Exercise objective
Taking the line with "Target: river water" as the first and the line with "Target: tree trunk" as the last, set down exactly every line in that range from the entries below, and no more.

Exercise data
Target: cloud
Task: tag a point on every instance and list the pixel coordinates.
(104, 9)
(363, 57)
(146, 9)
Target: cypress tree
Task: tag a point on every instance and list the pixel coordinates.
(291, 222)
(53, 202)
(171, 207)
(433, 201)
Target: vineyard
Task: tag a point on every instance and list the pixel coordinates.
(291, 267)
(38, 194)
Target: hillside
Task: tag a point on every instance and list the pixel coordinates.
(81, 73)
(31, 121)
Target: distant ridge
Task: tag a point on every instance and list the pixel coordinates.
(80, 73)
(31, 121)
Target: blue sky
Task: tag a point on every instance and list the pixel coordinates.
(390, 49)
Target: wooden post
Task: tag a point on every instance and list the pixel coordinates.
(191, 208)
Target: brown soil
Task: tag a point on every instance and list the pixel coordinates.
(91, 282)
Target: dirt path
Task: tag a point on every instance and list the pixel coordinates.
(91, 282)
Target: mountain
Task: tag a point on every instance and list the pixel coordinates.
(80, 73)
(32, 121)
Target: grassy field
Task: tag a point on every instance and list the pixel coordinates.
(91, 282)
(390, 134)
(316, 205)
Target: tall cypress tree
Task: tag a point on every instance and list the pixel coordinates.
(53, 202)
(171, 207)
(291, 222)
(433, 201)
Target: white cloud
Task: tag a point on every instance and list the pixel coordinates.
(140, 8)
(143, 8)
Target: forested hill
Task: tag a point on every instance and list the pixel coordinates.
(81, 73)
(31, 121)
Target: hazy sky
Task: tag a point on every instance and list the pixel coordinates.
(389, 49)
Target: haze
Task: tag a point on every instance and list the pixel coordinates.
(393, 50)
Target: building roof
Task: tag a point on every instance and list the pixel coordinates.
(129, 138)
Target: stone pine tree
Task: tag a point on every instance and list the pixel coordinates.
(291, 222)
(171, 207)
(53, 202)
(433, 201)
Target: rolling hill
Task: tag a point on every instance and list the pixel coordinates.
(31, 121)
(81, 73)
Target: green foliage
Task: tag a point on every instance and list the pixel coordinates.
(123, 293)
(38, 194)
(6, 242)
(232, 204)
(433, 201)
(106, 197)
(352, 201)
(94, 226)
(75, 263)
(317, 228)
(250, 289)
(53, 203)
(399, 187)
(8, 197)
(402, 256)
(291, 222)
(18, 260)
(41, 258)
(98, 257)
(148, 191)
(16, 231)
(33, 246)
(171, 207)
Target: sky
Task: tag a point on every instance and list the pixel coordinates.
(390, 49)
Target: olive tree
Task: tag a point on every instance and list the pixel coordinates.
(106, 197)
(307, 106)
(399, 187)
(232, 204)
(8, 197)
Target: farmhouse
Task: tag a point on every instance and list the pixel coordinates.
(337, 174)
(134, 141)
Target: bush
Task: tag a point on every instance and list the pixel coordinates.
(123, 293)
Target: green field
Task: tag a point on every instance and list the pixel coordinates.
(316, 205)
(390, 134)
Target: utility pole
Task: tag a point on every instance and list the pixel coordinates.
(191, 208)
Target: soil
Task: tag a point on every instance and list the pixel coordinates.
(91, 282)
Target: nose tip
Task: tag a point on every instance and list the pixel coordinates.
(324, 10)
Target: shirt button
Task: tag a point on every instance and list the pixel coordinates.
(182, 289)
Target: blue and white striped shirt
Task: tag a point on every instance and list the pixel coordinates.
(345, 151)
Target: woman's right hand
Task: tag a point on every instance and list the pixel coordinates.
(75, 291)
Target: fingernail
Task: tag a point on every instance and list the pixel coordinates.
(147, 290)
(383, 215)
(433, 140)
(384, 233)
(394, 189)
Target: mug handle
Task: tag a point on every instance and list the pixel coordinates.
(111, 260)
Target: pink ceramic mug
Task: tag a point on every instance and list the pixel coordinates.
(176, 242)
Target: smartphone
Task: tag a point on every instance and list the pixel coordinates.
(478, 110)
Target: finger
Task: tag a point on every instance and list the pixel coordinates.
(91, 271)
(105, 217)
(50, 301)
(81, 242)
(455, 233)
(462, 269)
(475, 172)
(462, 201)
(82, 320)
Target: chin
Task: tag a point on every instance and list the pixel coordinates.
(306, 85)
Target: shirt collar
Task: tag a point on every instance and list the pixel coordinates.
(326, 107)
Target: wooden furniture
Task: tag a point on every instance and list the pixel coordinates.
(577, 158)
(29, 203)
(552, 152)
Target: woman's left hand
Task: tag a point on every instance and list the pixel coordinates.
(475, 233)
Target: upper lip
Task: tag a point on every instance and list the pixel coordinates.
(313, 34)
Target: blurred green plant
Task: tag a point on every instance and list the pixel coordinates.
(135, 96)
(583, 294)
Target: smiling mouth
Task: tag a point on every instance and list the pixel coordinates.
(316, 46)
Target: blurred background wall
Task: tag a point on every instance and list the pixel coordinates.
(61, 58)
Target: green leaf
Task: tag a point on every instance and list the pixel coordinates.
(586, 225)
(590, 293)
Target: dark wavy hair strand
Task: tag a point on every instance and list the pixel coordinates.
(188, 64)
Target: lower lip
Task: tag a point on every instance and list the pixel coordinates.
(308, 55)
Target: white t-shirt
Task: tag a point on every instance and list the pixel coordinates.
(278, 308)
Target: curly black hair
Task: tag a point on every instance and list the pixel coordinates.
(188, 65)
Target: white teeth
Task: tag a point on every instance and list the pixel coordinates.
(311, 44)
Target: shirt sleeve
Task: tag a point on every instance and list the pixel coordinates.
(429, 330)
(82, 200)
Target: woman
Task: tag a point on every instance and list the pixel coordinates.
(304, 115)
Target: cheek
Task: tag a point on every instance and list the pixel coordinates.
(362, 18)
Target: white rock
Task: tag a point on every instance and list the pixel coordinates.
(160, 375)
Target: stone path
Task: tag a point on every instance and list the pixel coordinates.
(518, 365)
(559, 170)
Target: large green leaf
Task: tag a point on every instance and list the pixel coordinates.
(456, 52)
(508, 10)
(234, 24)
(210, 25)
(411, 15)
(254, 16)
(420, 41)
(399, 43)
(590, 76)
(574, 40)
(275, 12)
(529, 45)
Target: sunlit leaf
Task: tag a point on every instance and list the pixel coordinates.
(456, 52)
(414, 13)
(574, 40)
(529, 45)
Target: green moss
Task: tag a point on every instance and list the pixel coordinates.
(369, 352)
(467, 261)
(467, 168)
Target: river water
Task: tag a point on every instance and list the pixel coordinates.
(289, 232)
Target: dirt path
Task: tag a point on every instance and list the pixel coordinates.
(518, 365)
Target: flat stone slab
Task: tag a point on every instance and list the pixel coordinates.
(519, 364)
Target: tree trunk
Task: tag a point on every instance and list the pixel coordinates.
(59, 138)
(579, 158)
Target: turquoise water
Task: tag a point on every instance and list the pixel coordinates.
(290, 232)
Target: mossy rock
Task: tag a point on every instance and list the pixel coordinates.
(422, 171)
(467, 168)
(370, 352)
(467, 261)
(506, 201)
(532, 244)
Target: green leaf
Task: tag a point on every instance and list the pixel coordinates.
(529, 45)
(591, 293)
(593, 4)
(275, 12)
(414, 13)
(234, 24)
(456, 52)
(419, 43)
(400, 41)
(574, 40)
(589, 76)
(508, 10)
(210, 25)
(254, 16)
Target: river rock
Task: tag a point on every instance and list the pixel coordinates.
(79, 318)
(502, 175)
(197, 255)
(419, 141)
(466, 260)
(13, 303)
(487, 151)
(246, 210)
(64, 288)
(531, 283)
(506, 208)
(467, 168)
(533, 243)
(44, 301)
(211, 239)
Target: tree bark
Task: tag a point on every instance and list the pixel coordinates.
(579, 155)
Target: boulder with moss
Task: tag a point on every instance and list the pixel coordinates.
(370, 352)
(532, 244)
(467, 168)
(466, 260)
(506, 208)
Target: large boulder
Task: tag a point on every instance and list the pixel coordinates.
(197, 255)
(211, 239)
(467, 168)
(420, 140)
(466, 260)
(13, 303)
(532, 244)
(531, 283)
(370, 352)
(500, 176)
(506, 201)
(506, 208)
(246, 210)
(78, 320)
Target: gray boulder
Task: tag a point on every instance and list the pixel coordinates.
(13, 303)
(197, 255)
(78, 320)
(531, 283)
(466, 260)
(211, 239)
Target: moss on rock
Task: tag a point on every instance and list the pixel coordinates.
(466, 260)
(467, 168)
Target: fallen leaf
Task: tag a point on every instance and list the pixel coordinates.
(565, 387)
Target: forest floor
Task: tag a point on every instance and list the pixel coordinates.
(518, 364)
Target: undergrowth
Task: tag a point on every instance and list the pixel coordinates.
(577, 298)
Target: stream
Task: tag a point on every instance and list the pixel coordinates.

...

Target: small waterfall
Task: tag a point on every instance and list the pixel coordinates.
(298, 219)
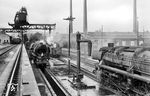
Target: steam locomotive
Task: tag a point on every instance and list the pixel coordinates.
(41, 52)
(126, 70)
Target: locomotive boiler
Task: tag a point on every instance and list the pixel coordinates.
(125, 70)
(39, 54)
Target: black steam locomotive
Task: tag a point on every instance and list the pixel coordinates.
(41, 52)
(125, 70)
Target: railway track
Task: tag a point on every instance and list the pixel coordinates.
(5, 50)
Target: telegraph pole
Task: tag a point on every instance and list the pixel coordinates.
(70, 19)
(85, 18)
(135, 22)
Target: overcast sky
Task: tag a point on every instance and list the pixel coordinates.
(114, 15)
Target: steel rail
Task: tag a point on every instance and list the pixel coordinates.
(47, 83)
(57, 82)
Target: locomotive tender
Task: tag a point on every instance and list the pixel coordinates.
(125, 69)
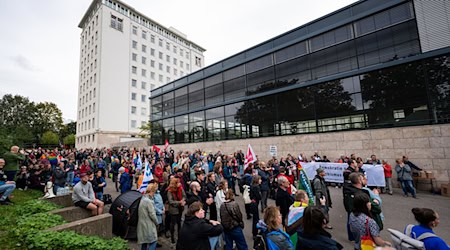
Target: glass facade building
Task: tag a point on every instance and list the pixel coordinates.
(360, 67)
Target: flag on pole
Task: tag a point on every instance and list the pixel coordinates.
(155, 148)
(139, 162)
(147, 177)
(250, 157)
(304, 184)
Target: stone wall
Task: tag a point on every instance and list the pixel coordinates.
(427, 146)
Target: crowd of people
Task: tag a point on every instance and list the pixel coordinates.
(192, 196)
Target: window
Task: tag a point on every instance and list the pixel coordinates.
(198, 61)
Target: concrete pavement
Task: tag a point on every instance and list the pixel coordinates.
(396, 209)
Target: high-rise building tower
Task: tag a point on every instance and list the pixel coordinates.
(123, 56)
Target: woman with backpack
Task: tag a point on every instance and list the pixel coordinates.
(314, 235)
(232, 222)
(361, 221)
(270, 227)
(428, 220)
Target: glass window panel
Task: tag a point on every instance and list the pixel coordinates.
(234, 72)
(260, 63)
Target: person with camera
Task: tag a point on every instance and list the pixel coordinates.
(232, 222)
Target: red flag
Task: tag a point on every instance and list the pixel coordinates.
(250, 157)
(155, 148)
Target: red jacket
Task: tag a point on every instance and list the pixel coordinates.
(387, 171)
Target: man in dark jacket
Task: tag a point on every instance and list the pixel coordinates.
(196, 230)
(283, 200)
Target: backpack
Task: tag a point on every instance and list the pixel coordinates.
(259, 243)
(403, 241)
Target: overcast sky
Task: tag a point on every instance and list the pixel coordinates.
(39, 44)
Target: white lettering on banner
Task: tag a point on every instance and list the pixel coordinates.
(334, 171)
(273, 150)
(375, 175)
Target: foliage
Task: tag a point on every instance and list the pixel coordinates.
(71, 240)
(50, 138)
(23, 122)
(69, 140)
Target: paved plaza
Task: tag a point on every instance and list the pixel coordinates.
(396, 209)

--

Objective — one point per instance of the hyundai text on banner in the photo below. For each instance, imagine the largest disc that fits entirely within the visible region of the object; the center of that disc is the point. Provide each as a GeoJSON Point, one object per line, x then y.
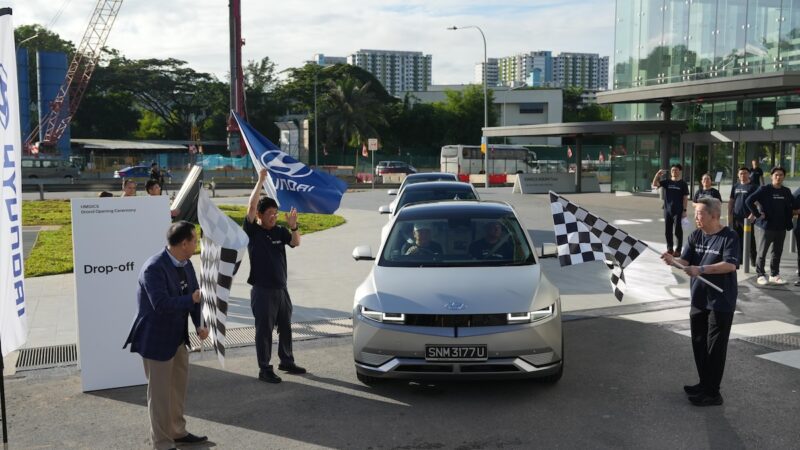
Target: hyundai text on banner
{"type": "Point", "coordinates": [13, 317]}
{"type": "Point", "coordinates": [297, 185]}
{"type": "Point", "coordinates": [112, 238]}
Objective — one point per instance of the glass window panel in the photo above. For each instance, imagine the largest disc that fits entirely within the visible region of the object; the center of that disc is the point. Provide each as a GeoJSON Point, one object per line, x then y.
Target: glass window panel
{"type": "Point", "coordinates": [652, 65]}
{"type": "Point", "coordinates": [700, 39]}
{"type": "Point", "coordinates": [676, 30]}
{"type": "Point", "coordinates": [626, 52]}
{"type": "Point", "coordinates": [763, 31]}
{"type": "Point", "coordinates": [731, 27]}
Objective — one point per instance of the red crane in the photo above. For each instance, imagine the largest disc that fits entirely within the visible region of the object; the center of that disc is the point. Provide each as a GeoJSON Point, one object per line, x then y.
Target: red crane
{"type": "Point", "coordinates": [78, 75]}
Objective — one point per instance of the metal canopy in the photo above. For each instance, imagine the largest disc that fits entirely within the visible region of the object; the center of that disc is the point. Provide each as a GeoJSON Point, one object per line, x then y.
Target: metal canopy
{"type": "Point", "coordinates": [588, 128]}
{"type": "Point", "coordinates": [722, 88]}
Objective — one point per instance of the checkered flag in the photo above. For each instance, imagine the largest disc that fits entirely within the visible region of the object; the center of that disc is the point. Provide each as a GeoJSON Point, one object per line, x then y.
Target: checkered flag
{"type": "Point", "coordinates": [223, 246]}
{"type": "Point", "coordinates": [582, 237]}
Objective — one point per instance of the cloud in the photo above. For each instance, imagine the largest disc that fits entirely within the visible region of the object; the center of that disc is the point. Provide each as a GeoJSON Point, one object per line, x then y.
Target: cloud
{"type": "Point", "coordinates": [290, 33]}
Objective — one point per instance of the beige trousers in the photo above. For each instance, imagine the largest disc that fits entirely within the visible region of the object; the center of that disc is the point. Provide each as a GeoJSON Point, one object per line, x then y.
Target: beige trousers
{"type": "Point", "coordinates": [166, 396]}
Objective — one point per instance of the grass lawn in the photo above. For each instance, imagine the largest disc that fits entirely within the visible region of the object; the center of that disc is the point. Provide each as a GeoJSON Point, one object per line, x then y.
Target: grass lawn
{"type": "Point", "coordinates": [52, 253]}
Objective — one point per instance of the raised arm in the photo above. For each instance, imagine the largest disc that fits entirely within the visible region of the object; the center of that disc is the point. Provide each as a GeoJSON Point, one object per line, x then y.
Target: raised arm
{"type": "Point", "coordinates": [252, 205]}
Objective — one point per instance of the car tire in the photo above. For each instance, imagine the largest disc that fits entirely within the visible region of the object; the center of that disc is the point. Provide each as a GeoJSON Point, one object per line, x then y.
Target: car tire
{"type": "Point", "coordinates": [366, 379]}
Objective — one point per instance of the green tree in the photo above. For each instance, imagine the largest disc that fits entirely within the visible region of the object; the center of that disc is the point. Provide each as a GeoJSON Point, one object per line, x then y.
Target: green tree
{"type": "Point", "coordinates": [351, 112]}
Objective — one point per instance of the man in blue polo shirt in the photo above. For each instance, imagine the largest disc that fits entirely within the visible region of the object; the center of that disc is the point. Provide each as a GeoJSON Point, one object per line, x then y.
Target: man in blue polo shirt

Task output
Target: river water
Task: tag a point on every instance and list the pixel coordinates.
(289, 232)
Target: dirt path
Task: tag a point on every instance and list the pixel coordinates.
(518, 365)
Target: flat stone slab
Task: tag a point on every instance and list the pixel coordinates.
(519, 364)
Target: tree trunk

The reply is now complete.